** Short task **
Identify every line in the records below that contains the word "underwater", and copy each such line in full.

** Entries supplied **
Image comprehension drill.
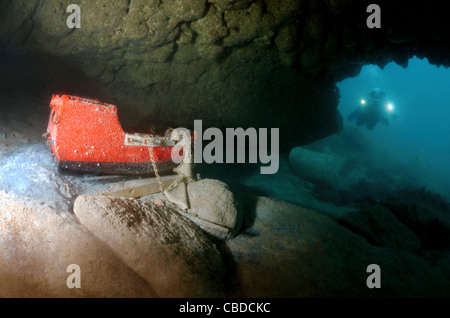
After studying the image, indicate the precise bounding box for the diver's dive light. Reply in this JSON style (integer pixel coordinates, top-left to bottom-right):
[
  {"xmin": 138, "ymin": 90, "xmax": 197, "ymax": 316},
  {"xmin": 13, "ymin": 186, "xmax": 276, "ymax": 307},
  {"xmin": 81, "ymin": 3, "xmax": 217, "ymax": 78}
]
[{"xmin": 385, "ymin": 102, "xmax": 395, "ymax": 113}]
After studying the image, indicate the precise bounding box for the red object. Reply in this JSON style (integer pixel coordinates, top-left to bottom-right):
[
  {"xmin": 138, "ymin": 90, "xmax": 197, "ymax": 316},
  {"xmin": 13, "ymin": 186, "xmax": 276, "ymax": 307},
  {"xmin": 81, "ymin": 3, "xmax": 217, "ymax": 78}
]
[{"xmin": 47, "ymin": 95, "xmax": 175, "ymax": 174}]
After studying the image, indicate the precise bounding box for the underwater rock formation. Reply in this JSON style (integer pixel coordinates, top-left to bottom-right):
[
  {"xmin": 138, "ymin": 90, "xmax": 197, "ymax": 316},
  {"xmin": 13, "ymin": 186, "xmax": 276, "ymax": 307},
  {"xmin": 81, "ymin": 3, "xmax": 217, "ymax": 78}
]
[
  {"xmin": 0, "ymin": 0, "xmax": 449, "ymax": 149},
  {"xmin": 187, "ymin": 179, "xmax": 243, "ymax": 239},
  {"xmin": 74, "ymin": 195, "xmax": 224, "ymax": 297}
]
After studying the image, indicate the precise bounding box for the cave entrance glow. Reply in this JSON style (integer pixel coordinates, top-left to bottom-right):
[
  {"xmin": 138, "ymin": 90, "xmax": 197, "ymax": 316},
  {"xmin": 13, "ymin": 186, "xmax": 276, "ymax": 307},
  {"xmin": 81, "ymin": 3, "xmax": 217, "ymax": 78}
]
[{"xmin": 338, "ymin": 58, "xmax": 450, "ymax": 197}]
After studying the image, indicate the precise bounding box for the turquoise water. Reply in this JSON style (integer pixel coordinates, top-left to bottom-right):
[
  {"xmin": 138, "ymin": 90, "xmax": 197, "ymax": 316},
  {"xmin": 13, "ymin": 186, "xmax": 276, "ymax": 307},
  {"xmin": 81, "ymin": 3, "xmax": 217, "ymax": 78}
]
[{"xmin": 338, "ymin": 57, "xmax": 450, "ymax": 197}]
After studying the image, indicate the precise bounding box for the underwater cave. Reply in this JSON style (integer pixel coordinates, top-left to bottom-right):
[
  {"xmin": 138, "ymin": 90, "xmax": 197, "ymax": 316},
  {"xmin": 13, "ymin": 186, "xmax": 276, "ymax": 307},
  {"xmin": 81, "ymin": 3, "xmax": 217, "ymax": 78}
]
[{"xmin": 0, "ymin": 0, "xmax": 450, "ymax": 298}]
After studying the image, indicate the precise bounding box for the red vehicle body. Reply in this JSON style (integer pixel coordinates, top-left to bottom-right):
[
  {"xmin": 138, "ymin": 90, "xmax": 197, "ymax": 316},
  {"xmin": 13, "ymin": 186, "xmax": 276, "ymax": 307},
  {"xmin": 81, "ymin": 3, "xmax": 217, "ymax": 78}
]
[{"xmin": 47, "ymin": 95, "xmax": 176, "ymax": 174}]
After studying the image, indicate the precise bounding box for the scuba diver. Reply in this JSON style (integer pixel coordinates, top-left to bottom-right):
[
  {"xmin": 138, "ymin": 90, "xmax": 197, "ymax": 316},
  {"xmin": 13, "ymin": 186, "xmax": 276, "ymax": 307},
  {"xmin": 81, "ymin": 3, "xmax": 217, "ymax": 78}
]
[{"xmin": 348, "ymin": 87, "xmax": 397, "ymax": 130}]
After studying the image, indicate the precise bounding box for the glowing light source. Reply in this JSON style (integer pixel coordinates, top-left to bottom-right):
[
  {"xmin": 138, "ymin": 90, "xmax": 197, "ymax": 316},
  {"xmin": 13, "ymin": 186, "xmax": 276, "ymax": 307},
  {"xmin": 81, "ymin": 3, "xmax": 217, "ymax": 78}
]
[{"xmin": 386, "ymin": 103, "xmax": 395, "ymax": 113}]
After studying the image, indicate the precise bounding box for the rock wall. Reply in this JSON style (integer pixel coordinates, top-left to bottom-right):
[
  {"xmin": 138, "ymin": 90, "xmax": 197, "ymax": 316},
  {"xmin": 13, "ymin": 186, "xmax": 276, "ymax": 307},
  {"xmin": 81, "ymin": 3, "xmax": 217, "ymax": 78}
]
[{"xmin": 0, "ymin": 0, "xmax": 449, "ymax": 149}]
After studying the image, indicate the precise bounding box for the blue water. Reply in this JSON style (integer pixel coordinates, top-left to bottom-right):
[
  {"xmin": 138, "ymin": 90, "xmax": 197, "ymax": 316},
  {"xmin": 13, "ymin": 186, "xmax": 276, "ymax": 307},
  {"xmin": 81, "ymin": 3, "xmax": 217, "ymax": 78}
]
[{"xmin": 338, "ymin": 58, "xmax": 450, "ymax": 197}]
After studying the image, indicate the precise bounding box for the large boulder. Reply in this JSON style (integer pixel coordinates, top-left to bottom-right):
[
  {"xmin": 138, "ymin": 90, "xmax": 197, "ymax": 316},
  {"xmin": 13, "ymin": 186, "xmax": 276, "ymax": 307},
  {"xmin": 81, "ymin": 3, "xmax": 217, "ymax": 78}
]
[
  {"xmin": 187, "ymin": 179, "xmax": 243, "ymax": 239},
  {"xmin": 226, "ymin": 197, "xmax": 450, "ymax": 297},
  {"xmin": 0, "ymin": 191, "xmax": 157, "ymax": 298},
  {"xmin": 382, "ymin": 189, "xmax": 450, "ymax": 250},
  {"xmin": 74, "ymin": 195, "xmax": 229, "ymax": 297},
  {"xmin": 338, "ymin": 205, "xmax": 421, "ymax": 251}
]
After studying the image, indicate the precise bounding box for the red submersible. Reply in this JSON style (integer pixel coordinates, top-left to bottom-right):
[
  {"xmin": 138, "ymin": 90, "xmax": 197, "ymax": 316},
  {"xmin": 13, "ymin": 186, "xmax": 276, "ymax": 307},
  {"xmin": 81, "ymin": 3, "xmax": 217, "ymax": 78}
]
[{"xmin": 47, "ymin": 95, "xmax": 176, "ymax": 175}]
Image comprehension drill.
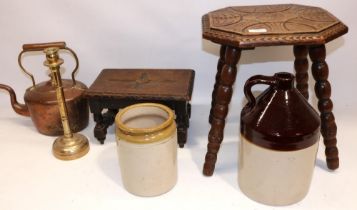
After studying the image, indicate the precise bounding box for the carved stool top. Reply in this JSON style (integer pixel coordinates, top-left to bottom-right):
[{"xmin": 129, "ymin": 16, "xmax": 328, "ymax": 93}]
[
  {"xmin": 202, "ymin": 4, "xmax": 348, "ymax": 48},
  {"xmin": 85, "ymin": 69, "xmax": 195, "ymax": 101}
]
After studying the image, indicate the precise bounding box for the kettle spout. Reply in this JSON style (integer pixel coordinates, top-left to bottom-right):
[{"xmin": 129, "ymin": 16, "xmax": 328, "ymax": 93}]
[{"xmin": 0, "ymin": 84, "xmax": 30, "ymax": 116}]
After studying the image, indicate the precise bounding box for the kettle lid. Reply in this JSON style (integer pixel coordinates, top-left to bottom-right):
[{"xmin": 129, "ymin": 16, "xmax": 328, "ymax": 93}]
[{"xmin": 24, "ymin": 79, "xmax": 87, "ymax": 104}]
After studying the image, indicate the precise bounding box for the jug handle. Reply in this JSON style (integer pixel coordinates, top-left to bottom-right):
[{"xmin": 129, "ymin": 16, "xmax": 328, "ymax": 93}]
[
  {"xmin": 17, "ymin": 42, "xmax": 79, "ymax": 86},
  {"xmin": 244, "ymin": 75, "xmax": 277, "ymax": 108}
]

--

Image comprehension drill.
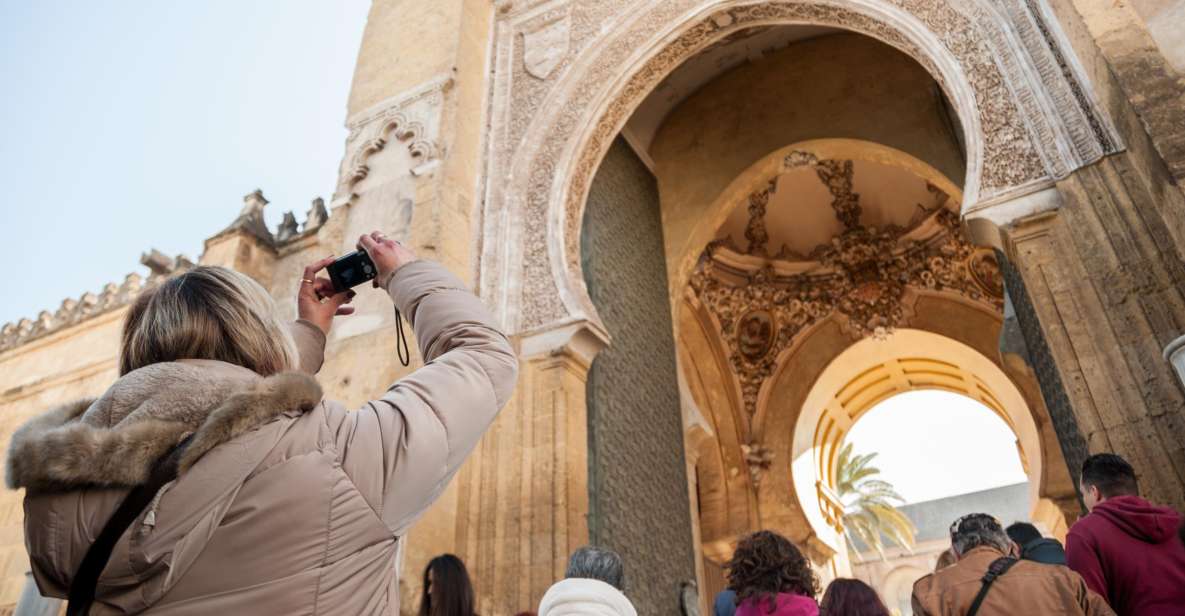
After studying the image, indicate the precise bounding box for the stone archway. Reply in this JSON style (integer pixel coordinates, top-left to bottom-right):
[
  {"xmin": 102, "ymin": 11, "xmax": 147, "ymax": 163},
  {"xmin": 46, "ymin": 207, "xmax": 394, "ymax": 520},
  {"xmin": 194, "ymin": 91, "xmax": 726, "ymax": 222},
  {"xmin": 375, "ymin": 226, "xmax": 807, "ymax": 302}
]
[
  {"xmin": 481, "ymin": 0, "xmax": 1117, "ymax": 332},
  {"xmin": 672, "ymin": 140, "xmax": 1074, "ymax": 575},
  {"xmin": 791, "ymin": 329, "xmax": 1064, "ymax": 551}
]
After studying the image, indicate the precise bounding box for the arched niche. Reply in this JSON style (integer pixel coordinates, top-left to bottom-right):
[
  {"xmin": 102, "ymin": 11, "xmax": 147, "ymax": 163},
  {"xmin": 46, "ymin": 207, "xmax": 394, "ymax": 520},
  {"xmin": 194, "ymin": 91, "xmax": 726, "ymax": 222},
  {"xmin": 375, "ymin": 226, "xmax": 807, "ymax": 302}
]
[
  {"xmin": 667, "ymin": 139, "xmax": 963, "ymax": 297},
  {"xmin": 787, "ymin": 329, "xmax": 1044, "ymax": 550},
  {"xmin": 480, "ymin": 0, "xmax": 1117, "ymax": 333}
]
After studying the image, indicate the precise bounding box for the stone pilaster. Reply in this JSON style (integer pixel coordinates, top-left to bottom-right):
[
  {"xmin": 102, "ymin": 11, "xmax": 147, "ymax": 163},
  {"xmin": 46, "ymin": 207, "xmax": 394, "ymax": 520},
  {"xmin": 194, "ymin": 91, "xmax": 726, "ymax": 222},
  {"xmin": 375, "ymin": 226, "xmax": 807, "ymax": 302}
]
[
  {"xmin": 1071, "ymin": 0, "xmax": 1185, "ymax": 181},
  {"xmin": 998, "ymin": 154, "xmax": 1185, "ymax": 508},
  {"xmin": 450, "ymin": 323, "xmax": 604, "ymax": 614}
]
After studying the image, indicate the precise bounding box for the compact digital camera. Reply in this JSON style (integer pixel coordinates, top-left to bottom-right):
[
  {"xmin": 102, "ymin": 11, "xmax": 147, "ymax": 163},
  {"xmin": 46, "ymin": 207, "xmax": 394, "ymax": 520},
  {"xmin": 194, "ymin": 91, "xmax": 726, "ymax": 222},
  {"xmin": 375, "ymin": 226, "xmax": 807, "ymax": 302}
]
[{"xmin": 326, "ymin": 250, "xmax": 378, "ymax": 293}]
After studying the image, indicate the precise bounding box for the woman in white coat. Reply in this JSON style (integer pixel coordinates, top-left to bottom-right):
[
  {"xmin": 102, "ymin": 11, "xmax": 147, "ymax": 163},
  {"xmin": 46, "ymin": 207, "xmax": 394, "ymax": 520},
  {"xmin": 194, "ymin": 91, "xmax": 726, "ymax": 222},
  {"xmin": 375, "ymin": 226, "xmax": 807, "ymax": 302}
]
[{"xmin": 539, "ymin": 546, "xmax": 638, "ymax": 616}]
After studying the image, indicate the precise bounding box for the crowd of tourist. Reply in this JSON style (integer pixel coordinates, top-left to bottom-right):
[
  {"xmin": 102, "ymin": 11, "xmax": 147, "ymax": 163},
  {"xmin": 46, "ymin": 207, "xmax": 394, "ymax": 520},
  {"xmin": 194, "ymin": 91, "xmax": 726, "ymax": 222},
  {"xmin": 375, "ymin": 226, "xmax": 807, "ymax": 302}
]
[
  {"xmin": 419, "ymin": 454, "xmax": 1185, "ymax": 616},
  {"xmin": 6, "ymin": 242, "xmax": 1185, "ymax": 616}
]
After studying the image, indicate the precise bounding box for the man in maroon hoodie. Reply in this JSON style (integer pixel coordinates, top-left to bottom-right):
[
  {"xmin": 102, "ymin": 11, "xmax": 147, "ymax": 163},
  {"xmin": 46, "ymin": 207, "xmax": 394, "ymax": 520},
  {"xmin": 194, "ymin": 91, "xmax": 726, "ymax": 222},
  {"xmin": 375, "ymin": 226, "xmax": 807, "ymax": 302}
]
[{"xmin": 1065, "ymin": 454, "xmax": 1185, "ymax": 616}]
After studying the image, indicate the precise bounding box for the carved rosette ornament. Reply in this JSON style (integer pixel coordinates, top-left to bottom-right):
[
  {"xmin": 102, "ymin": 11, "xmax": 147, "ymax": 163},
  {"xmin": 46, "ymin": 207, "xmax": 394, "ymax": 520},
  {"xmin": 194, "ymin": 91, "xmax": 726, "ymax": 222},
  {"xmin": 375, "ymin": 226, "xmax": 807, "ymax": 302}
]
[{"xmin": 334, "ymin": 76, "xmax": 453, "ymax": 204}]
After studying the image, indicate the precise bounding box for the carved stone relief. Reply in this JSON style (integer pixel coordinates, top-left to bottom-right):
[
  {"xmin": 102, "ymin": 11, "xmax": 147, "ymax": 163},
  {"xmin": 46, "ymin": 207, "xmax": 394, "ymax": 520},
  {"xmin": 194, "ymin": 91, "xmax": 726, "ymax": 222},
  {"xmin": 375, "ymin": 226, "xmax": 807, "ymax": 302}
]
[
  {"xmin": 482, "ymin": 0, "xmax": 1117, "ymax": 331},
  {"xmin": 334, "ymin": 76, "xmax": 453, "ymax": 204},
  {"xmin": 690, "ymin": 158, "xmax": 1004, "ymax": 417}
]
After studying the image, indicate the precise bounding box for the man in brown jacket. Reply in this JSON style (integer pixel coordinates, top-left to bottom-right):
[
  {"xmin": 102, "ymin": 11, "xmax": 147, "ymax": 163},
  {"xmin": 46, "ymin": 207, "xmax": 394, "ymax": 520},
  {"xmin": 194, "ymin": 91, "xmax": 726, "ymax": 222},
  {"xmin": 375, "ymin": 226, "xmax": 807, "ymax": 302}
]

** Result for this exercise **
After studying the image, indicate the precise bounding box for the underwater rock formation. Reply in this JSON style (integer pixel coordinates, top-left to bottom-right):
After studying the image, indicate the precise bounding box for the underwater cave. Reply in this JSON style (integer pixel coordinates, top-left to bottom-right):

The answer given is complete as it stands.